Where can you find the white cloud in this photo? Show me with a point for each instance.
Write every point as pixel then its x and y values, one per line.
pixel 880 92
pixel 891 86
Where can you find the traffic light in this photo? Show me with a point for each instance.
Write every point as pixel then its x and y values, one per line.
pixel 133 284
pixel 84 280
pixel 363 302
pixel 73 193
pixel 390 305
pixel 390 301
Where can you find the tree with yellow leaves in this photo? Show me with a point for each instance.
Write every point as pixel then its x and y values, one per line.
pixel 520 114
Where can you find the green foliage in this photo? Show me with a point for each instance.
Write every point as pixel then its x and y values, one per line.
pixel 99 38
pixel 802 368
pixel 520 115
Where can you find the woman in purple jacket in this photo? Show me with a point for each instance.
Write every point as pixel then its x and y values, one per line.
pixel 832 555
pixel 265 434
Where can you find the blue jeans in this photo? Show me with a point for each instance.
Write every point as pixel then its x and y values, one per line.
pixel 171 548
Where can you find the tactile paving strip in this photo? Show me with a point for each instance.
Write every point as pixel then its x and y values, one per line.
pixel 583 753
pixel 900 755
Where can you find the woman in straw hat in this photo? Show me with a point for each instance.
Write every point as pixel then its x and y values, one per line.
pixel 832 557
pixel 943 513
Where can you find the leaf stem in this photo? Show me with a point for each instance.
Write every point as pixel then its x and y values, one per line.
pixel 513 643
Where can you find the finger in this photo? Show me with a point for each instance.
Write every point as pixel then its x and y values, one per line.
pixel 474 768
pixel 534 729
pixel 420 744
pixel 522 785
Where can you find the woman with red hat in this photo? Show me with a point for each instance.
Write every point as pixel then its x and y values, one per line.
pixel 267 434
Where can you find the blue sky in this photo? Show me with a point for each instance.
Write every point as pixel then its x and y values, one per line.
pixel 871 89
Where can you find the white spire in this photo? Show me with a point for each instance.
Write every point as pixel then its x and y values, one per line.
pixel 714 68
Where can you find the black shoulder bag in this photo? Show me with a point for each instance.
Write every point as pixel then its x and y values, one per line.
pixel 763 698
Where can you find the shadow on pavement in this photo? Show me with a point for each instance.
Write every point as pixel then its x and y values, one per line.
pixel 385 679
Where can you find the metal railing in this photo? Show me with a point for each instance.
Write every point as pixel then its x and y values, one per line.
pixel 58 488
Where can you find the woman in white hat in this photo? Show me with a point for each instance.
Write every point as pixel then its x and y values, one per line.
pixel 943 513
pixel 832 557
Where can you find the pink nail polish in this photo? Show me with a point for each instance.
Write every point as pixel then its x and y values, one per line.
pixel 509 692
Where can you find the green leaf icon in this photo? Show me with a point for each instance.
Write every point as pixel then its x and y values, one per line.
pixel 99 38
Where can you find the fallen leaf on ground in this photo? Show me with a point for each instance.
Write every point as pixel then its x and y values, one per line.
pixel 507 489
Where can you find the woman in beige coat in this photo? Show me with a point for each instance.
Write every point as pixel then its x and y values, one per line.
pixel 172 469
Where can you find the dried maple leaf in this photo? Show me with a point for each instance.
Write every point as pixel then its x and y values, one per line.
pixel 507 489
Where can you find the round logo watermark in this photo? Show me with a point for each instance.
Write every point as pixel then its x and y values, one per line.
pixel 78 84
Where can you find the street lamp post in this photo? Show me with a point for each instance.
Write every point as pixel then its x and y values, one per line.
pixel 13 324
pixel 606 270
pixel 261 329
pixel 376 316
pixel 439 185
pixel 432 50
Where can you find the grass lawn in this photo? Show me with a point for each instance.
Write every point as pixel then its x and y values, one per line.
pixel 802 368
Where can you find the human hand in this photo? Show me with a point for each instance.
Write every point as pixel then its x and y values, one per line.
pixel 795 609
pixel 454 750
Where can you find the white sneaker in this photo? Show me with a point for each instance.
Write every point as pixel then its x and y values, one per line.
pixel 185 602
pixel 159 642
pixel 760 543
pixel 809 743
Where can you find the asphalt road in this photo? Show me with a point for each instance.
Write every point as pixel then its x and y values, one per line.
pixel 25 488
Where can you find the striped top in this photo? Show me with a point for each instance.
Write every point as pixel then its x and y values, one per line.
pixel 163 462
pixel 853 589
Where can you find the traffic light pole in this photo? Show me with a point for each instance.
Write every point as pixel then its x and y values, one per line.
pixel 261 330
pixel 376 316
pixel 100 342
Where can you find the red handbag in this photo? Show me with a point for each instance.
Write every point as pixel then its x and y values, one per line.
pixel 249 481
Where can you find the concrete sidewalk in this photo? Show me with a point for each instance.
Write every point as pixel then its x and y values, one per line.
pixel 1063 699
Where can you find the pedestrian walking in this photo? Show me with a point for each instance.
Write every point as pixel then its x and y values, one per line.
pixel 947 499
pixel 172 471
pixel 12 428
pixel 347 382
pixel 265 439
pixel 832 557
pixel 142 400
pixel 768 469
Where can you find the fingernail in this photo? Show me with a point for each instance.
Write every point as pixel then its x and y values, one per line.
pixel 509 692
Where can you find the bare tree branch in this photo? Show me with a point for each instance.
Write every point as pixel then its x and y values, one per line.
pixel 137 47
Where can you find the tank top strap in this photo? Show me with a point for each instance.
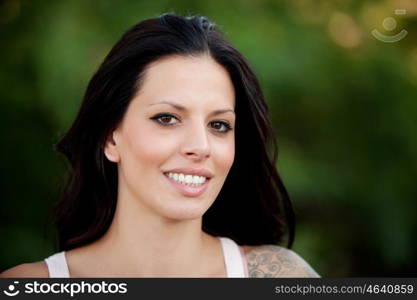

**Prompt:**
Going through the material, find each line with the string "blue". Then state only how many there are.

**Task answer:**
2